◆ YOUR TASK
In the listing that follows, locate the line containing "football glove visible in it." and the line containing "football sock visible in it.". Retype exactly those two lines and every line between them, and nothing more.

◆ MATERIAL FOR THE TASK
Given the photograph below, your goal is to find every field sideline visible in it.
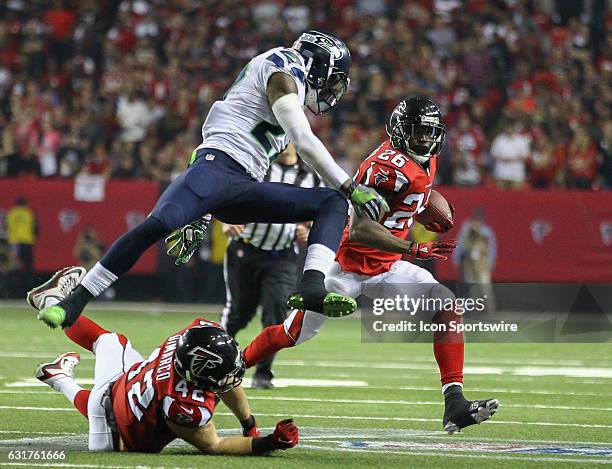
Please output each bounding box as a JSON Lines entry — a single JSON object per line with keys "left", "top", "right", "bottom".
{"left": 0, "top": 305, "right": 611, "bottom": 468}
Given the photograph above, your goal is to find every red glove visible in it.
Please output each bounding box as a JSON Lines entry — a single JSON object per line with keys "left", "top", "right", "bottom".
{"left": 241, "top": 415, "right": 260, "bottom": 438}
{"left": 408, "top": 240, "right": 457, "bottom": 260}
{"left": 424, "top": 203, "right": 455, "bottom": 233}
{"left": 270, "top": 419, "right": 299, "bottom": 449}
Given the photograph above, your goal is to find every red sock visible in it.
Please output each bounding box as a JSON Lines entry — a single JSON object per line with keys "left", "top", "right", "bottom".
{"left": 64, "top": 316, "right": 109, "bottom": 352}
{"left": 243, "top": 312, "right": 305, "bottom": 368}
{"left": 73, "top": 389, "right": 90, "bottom": 418}
{"left": 433, "top": 308, "right": 464, "bottom": 386}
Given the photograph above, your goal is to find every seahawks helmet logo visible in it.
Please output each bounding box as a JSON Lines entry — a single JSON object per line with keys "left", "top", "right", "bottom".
{"left": 298, "top": 32, "right": 345, "bottom": 59}
{"left": 187, "top": 346, "right": 223, "bottom": 375}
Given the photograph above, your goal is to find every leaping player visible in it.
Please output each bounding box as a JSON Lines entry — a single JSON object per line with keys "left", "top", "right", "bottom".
{"left": 28, "top": 267, "right": 299, "bottom": 455}
{"left": 37, "top": 31, "right": 389, "bottom": 330}
{"left": 239, "top": 97, "right": 500, "bottom": 434}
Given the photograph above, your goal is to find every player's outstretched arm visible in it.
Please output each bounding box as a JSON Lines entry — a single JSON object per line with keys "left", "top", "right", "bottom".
{"left": 349, "top": 211, "right": 411, "bottom": 254}
{"left": 168, "top": 420, "right": 253, "bottom": 455}
{"left": 168, "top": 418, "right": 299, "bottom": 455}
{"left": 267, "top": 73, "right": 352, "bottom": 192}
{"left": 219, "top": 385, "right": 260, "bottom": 437}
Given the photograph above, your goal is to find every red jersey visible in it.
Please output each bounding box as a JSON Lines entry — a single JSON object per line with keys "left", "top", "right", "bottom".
{"left": 337, "top": 140, "right": 437, "bottom": 276}
{"left": 112, "top": 318, "right": 218, "bottom": 453}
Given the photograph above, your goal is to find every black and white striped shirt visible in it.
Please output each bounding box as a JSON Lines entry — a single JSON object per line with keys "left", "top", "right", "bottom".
{"left": 239, "top": 160, "right": 321, "bottom": 251}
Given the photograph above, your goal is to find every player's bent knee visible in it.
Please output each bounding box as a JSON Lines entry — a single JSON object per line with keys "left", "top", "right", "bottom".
{"left": 322, "top": 191, "right": 349, "bottom": 215}
{"left": 91, "top": 332, "right": 118, "bottom": 356}
{"left": 151, "top": 202, "right": 190, "bottom": 231}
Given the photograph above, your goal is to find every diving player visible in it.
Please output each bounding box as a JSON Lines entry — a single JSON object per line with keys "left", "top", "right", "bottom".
{"left": 36, "top": 31, "right": 389, "bottom": 330}
{"left": 30, "top": 267, "right": 298, "bottom": 454}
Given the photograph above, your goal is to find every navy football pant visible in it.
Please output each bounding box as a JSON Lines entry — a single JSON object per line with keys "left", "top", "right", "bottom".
{"left": 100, "top": 148, "right": 348, "bottom": 277}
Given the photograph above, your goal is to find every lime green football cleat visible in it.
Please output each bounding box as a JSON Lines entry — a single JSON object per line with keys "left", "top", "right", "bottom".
{"left": 37, "top": 306, "right": 67, "bottom": 329}
{"left": 287, "top": 292, "right": 357, "bottom": 318}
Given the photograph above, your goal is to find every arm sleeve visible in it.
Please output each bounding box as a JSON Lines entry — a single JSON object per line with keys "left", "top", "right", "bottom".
{"left": 271, "top": 93, "right": 349, "bottom": 190}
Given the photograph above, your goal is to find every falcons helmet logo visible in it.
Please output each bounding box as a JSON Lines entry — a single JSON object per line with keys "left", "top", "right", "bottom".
{"left": 187, "top": 346, "right": 223, "bottom": 376}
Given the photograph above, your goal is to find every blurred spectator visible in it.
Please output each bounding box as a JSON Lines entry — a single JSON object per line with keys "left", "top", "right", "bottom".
{"left": 56, "top": 129, "right": 85, "bottom": 178}
{"left": 598, "top": 119, "right": 612, "bottom": 189}
{"left": 449, "top": 113, "right": 485, "bottom": 186}
{"left": 564, "top": 126, "right": 600, "bottom": 189}
{"left": 528, "top": 132, "right": 562, "bottom": 189}
{"left": 80, "top": 142, "right": 112, "bottom": 179}
{"left": 7, "top": 197, "right": 37, "bottom": 292}
{"left": 454, "top": 207, "right": 496, "bottom": 310}
{"left": 116, "top": 88, "right": 152, "bottom": 143}
{"left": 0, "top": 0, "right": 608, "bottom": 187}
{"left": 490, "top": 120, "right": 531, "bottom": 189}
{"left": 73, "top": 225, "right": 104, "bottom": 270}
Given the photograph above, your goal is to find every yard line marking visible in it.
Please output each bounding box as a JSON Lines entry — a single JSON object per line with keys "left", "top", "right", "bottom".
{"left": 4, "top": 390, "right": 609, "bottom": 412}
{"left": 0, "top": 464, "right": 193, "bottom": 469}
{"left": 245, "top": 395, "right": 612, "bottom": 412}
{"left": 300, "top": 443, "right": 612, "bottom": 464}
{"left": 3, "top": 405, "right": 612, "bottom": 429}
{"left": 0, "top": 430, "right": 78, "bottom": 435}
{"left": 386, "top": 385, "right": 612, "bottom": 397}
{"left": 3, "top": 351, "right": 612, "bottom": 373}
{"left": 3, "top": 428, "right": 612, "bottom": 451}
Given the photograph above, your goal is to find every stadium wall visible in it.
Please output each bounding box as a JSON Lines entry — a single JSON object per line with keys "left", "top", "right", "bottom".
{"left": 0, "top": 180, "right": 610, "bottom": 282}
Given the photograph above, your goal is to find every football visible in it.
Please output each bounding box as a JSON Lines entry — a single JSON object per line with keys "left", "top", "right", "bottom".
{"left": 414, "top": 190, "right": 454, "bottom": 230}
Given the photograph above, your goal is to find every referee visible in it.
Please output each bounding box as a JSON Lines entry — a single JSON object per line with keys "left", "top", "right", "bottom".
{"left": 221, "top": 144, "right": 320, "bottom": 389}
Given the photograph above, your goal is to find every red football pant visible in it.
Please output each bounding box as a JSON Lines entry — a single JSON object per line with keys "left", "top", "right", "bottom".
{"left": 64, "top": 316, "right": 110, "bottom": 352}
{"left": 243, "top": 311, "right": 305, "bottom": 368}
{"left": 73, "top": 390, "right": 90, "bottom": 418}
{"left": 432, "top": 308, "right": 464, "bottom": 386}
{"left": 63, "top": 315, "right": 113, "bottom": 419}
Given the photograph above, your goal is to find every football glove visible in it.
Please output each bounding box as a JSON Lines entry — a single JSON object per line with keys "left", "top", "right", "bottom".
{"left": 407, "top": 240, "right": 457, "bottom": 261}
{"left": 241, "top": 415, "right": 260, "bottom": 438}
{"left": 165, "top": 214, "right": 212, "bottom": 265}
{"left": 270, "top": 419, "right": 299, "bottom": 449}
{"left": 349, "top": 184, "right": 390, "bottom": 221}
{"left": 424, "top": 203, "right": 455, "bottom": 233}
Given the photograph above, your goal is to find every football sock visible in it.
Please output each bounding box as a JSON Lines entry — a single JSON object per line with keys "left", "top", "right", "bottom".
{"left": 433, "top": 308, "right": 464, "bottom": 389}
{"left": 81, "top": 262, "right": 118, "bottom": 297}
{"left": 64, "top": 316, "right": 110, "bottom": 352}
{"left": 296, "top": 270, "right": 327, "bottom": 312}
{"left": 243, "top": 323, "right": 298, "bottom": 368}
{"left": 53, "top": 376, "right": 84, "bottom": 404}
{"left": 303, "top": 243, "right": 335, "bottom": 275}
{"left": 73, "top": 389, "right": 91, "bottom": 418}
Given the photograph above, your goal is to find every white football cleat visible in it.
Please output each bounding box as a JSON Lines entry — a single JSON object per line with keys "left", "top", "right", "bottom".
{"left": 35, "top": 352, "right": 81, "bottom": 391}
{"left": 26, "top": 266, "right": 86, "bottom": 311}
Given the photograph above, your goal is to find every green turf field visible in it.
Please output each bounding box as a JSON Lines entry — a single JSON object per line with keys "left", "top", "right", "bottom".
{"left": 1, "top": 306, "right": 611, "bottom": 468}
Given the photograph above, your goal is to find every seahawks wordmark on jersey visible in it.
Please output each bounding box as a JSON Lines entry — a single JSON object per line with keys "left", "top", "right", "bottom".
{"left": 197, "top": 47, "right": 307, "bottom": 181}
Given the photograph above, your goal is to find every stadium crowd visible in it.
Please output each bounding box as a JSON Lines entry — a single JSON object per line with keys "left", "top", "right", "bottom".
{"left": 0, "top": 0, "right": 610, "bottom": 190}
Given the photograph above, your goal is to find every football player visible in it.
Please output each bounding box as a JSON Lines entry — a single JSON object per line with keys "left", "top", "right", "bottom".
{"left": 37, "top": 31, "right": 389, "bottom": 330}
{"left": 240, "top": 97, "right": 499, "bottom": 434}
{"left": 29, "top": 267, "right": 298, "bottom": 454}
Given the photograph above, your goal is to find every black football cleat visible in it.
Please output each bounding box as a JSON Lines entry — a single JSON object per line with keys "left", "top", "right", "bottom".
{"left": 443, "top": 386, "right": 499, "bottom": 434}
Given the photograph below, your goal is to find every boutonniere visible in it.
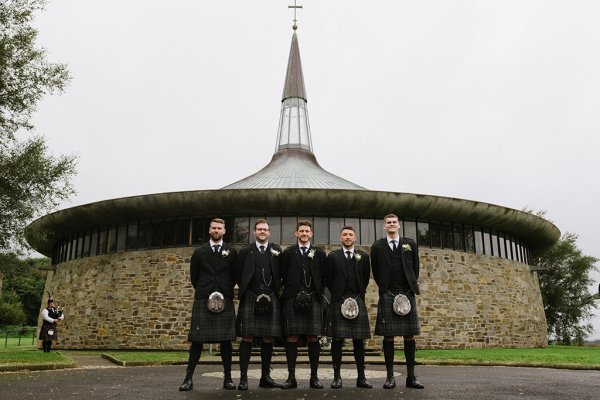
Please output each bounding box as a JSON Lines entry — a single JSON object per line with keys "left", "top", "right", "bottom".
{"left": 221, "top": 249, "right": 230, "bottom": 257}
{"left": 354, "top": 253, "right": 362, "bottom": 262}
{"left": 270, "top": 248, "right": 280, "bottom": 256}
{"left": 402, "top": 244, "right": 411, "bottom": 253}
{"left": 307, "top": 249, "right": 316, "bottom": 259}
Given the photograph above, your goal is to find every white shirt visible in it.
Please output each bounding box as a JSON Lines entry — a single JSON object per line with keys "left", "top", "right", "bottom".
{"left": 342, "top": 247, "right": 355, "bottom": 258}
{"left": 42, "top": 308, "right": 64, "bottom": 323}
{"left": 209, "top": 240, "right": 224, "bottom": 252}
{"left": 387, "top": 235, "right": 400, "bottom": 251}
{"left": 255, "top": 241, "right": 269, "bottom": 251}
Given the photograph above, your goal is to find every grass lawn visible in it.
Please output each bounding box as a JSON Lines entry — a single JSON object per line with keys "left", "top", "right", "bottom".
{"left": 0, "top": 347, "right": 72, "bottom": 365}
{"left": 100, "top": 351, "right": 189, "bottom": 363}
{"left": 414, "top": 346, "right": 600, "bottom": 368}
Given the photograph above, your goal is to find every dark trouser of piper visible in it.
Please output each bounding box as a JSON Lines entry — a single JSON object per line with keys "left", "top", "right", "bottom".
{"left": 42, "top": 340, "right": 52, "bottom": 352}
{"left": 179, "top": 341, "right": 234, "bottom": 391}
{"left": 382, "top": 336, "right": 424, "bottom": 389}
{"left": 330, "top": 338, "right": 372, "bottom": 389}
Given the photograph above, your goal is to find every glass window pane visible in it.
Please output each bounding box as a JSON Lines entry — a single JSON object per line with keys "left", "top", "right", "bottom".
{"left": 498, "top": 233, "right": 506, "bottom": 258}
{"left": 117, "top": 223, "right": 127, "bottom": 252}
{"left": 234, "top": 217, "right": 249, "bottom": 244}
{"left": 313, "top": 217, "right": 328, "bottom": 245}
{"left": 464, "top": 225, "right": 474, "bottom": 252}
{"left": 126, "top": 222, "right": 138, "bottom": 250}
{"left": 222, "top": 217, "right": 235, "bottom": 243}
{"left": 375, "top": 218, "right": 385, "bottom": 241}
{"left": 266, "top": 216, "right": 281, "bottom": 245}
{"left": 360, "top": 218, "right": 375, "bottom": 245}
{"left": 417, "top": 221, "right": 430, "bottom": 247}
{"left": 329, "top": 218, "right": 344, "bottom": 244}
{"left": 191, "top": 217, "right": 207, "bottom": 245}
{"left": 98, "top": 228, "right": 107, "bottom": 255}
{"left": 491, "top": 232, "right": 499, "bottom": 257}
{"left": 483, "top": 230, "right": 491, "bottom": 256}
{"left": 66, "top": 239, "right": 72, "bottom": 261}
{"left": 430, "top": 222, "right": 441, "bottom": 248}
{"left": 441, "top": 222, "right": 453, "bottom": 249}
{"left": 403, "top": 220, "right": 417, "bottom": 241}
{"left": 175, "top": 218, "right": 190, "bottom": 246}
{"left": 151, "top": 220, "right": 163, "bottom": 247}
{"left": 474, "top": 228, "right": 483, "bottom": 254}
{"left": 137, "top": 220, "right": 152, "bottom": 248}
{"left": 90, "top": 229, "right": 98, "bottom": 256}
{"left": 511, "top": 239, "right": 517, "bottom": 261}
{"left": 281, "top": 217, "right": 297, "bottom": 244}
{"left": 453, "top": 224, "right": 464, "bottom": 251}
{"left": 76, "top": 232, "right": 84, "bottom": 259}
{"left": 163, "top": 219, "right": 176, "bottom": 246}
{"left": 107, "top": 226, "right": 117, "bottom": 253}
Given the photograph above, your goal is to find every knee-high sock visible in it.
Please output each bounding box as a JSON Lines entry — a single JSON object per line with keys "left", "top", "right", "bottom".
{"left": 307, "top": 341, "right": 320, "bottom": 377}
{"left": 331, "top": 339, "right": 343, "bottom": 374}
{"left": 238, "top": 340, "right": 252, "bottom": 378}
{"left": 352, "top": 339, "right": 366, "bottom": 379}
{"left": 186, "top": 342, "right": 203, "bottom": 378}
{"left": 285, "top": 341, "right": 298, "bottom": 373}
{"left": 383, "top": 340, "right": 395, "bottom": 378}
{"left": 404, "top": 339, "right": 416, "bottom": 378}
{"left": 261, "top": 342, "right": 274, "bottom": 377}
{"left": 220, "top": 341, "right": 233, "bottom": 377}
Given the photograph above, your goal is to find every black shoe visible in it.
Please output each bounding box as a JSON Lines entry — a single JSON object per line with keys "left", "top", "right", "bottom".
{"left": 237, "top": 377, "right": 248, "bottom": 391}
{"left": 356, "top": 378, "right": 372, "bottom": 389}
{"left": 223, "top": 376, "right": 236, "bottom": 390}
{"left": 383, "top": 376, "right": 396, "bottom": 389}
{"left": 310, "top": 376, "right": 323, "bottom": 389}
{"left": 281, "top": 377, "right": 297, "bottom": 389}
{"left": 260, "top": 375, "right": 283, "bottom": 388}
{"left": 331, "top": 376, "right": 342, "bottom": 389}
{"left": 406, "top": 376, "right": 424, "bottom": 389}
{"left": 179, "top": 379, "right": 193, "bottom": 391}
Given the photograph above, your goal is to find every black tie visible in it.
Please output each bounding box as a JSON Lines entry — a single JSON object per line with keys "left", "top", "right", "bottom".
{"left": 346, "top": 250, "right": 352, "bottom": 260}
{"left": 300, "top": 246, "right": 307, "bottom": 255}
{"left": 391, "top": 240, "right": 397, "bottom": 251}
{"left": 259, "top": 245, "right": 265, "bottom": 253}
{"left": 213, "top": 244, "right": 220, "bottom": 253}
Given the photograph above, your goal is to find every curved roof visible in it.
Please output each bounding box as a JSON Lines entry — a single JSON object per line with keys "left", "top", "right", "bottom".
{"left": 26, "top": 188, "right": 560, "bottom": 256}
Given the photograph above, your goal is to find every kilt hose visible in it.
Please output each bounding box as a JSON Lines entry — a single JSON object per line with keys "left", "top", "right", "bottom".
{"left": 187, "top": 297, "right": 237, "bottom": 343}
{"left": 281, "top": 291, "right": 323, "bottom": 337}
{"left": 326, "top": 297, "right": 371, "bottom": 339}
{"left": 374, "top": 292, "right": 420, "bottom": 337}
{"left": 236, "top": 291, "right": 282, "bottom": 338}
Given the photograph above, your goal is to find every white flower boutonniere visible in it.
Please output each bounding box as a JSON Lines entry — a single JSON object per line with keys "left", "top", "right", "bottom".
{"left": 270, "top": 249, "right": 280, "bottom": 256}
{"left": 307, "top": 249, "right": 316, "bottom": 259}
{"left": 354, "top": 253, "right": 362, "bottom": 262}
{"left": 221, "top": 249, "right": 230, "bottom": 257}
{"left": 402, "top": 244, "right": 411, "bottom": 253}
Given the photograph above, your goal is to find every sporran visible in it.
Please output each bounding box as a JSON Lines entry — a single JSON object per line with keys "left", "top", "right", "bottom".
{"left": 393, "top": 293, "right": 411, "bottom": 316}
{"left": 340, "top": 297, "right": 359, "bottom": 319}
{"left": 254, "top": 293, "right": 273, "bottom": 315}
{"left": 207, "top": 291, "right": 225, "bottom": 313}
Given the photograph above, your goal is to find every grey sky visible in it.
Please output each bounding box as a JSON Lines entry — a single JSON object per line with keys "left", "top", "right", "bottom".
{"left": 31, "top": 1, "right": 600, "bottom": 339}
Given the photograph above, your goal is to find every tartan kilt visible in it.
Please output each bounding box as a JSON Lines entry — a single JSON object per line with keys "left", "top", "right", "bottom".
{"left": 326, "top": 297, "right": 371, "bottom": 339}
{"left": 237, "top": 291, "right": 282, "bottom": 338}
{"left": 39, "top": 323, "right": 58, "bottom": 341}
{"left": 374, "top": 292, "right": 420, "bottom": 337}
{"left": 187, "top": 297, "right": 237, "bottom": 343}
{"left": 281, "top": 292, "right": 323, "bottom": 336}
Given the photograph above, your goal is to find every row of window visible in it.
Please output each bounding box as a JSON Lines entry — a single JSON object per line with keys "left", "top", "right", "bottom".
{"left": 52, "top": 216, "right": 532, "bottom": 265}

◆ RESULT OF THIS TASK
Given the photograph above, your goal is to find every football glove visible in it.
Please output each bounding box as a JSON Lines entry — a single JSON object per line with keys "left", "top", "right", "bottom".
{"left": 407, "top": 240, "right": 457, "bottom": 261}
{"left": 241, "top": 415, "right": 260, "bottom": 438}
{"left": 165, "top": 214, "right": 212, "bottom": 265}
{"left": 270, "top": 419, "right": 299, "bottom": 449}
{"left": 349, "top": 184, "right": 390, "bottom": 221}
{"left": 424, "top": 203, "right": 455, "bottom": 233}
Given the photograph above, your goal is to find every football sock visible in it.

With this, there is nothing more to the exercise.